WHAT YOU NEED TO DO: Each line below from the one containing "Query: front door" through the one containing "Query: double-hung window" is to be given again exactly, and no line outside that span.

ENTRIES SHOWN:
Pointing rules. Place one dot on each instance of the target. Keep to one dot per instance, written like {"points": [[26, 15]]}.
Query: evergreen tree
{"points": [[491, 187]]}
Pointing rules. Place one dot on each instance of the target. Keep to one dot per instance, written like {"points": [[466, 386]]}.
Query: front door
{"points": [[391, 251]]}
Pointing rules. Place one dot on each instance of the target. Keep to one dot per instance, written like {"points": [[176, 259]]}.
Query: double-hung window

...

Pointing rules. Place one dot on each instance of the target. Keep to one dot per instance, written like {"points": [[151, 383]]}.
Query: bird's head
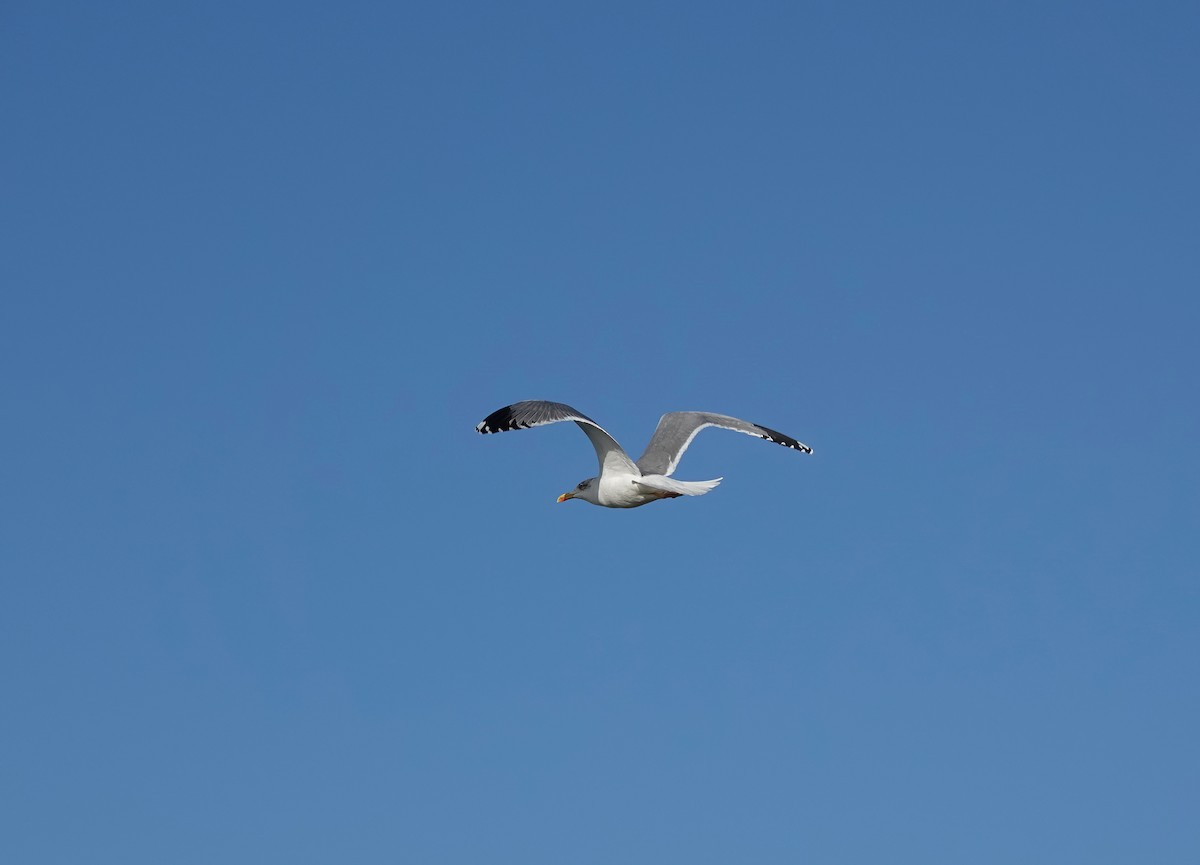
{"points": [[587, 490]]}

RESPONSE TO THIS TASK:
Query: front door
{"points": [[391, 251]]}
Pointing rules. Place one dot on each instance of the target. Keep to one dot per instance, written like {"points": [[176, 259]]}.
Query: double-hung window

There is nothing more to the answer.